In the main loop(while loop), It performs the following steps:

  • Calculate timeout based on network.wait_time() and terminal.wait_time().
  • Clear file descriptor, via calling sel.clear_fds().
  • Get network socket, via calling network->fds(), fd_list.back().
  • Add network socket to Select object.
  • Add pty master to Select object.
  • Wait for socket input, signal, pty master input via calling sel.select(), with the timeout as parameter.
  • Upon receive signals, the corresponding item in Select.got_signal array is set.
  • Upon network sockets is ready to read, read it with network.recv().
    • After network.recv(), the remote state is saved in received_states,
    • and the opposite direction ack_num is saved.
    • if remote state number is not equal to last_remote_num, prepare input for terminal.
  • Upon pty master input is ready to read, read it via calling read() system call.
    • If it does read some input, call string version of terminal.act() to process the input data.
    • append the return value of terminal.act() to terminal_to_host.
    • set current state via calling network.set_current_state() with the terminal as parameter.

WHAT YOU WILL DO: Pick up the bulleted description of the main loop above after its last step, writing the steps that come next in the same style.

DATASET RECORDS:
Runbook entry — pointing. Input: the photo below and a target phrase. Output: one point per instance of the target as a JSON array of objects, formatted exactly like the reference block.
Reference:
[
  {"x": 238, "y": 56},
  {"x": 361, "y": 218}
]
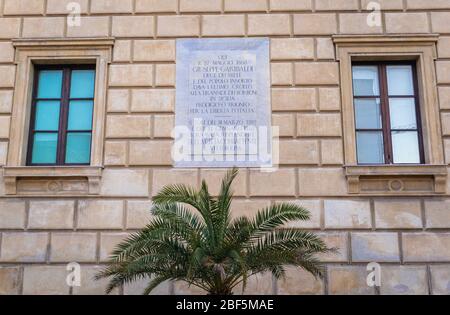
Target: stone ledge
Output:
[
  {"x": 56, "y": 177},
  {"x": 397, "y": 179}
]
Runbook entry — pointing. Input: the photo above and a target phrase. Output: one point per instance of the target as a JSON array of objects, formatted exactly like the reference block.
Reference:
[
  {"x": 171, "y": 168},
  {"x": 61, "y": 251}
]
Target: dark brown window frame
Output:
[
  {"x": 385, "y": 112},
  {"x": 63, "y": 115}
]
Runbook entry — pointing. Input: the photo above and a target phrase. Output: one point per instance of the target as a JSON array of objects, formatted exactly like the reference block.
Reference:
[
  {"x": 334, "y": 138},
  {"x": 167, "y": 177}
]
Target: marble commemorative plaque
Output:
[{"x": 223, "y": 111}]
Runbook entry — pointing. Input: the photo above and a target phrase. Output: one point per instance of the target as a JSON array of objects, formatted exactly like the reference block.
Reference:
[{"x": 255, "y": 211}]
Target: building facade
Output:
[{"x": 361, "y": 96}]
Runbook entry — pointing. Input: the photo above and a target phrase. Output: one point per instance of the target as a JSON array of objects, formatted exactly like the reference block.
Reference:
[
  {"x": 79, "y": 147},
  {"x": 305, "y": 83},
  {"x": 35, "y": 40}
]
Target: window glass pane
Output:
[
  {"x": 47, "y": 116},
  {"x": 368, "y": 113},
  {"x": 403, "y": 113},
  {"x": 44, "y": 148},
  {"x": 405, "y": 145},
  {"x": 400, "y": 80},
  {"x": 370, "y": 147},
  {"x": 78, "y": 149},
  {"x": 50, "y": 84},
  {"x": 365, "y": 81},
  {"x": 82, "y": 84},
  {"x": 80, "y": 115}
]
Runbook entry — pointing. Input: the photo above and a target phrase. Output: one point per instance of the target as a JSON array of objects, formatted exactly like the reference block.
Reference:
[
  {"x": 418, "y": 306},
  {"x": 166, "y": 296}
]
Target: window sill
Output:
[
  {"x": 59, "y": 180},
  {"x": 396, "y": 179}
]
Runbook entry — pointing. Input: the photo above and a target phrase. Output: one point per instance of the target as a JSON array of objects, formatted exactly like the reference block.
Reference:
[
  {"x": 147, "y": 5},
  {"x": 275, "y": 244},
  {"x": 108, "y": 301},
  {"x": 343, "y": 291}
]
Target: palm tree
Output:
[{"x": 192, "y": 238}]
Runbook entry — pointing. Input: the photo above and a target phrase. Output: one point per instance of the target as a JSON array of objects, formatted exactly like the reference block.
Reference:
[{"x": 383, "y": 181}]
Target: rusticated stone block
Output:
[
  {"x": 293, "y": 99},
  {"x": 337, "y": 241},
  {"x": 426, "y": 247},
  {"x": 73, "y": 247},
  {"x": 259, "y": 284},
  {"x": 100, "y": 214},
  {"x": 12, "y": 214},
  {"x": 214, "y": 178},
  {"x": 378, "y": 247},
  {"x": 322, "y": 182},
  {"x": 24, "y": 247},
  {"x": 138, "y": 287},
  {"x": 125, "y": 182},
  {"x": 108, "y": 243},
  {"x": 112, "y": 6},
  {"x": 223, "y": 25},
  {"x": 278, "y": 183},
  {"x": 89, "y": 286},
  {"x": 294, "y": 152},
  {"x": 315, "y": 209},
  {"x": 128, "y": 126},
  {"x": 406, "y": 22},
  {"x": 23, "y": 7},
  {"x": 404, "y": 280},
  {"x": 347, "y": 214},
  {"x": 138, "y": 214},
  {"x": 315, "y": 24},
  {"x": 299, "y": 282},
  {"x": 268, "y": 24},
  {"x": 52, "y": 214},
  {"x": 9, "y": 280},
  {"x": 154, "y": 50},
  {"x": 440, "y": 279},
  {"x": 247, "y": 208},
  {"x": 45, "y": 280},
  {"x": 437, "y": 213},
  {"x": 152, "y": 6},
  {"x": 392, "y": 214},
  {"x": 162, "y": 178},
  {"x": 348, "y": 280}
]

TASK ANSWER:
  • Write user input and terminal write back to the host via calling swrite().
    • All data collected in terminal_to_host is write to the pty master.
    • Why terminal write back? See Terminal write back
  • If server doesn't receive client data over network_timeout_ms, set idle_shutdown true.
  • Upon receive SIGUSR1 signal, check network_signaled_timeout_ms to decide how to set idle_shutdown.
    • SIGUSR1 signal is used to kill the mosh-server gracefully.
  • If idle_shutdown is true or receive any signal, prepare to shutdown.
  • Quit if our shutdown has been acknowledged.
  • Quit after shutdown acknowledgement timeout.
  • Quit if we received and acknowledged a shutdown request.
  • Update utmp if has been more than 30 seconds since heard from client.
  • Check the echo condition and decide whether to echo ack via calling terminal.set_echo_ack().
    • terminal.set_echo_ack() aka Complete::set_echo_ack()
    • terminal.set_echo_ack() checks input_history time against now and ECHO_TIMEOUT.
    • terminal.set_echo_ack() updates input_history and echo_ack.
    • If terminal.set_echo_ack() returns true,
    • set current state via calling network.set_current_state() with the terminal as parameter.
  • Quit if there is no connection within 60 seconds.
  • Perform network->tick() to synchronizes the data to the client.

How to prepare input for terminal

  • Update last_remote_num with the latest one.
  • Initialize a empty UserStream object: us.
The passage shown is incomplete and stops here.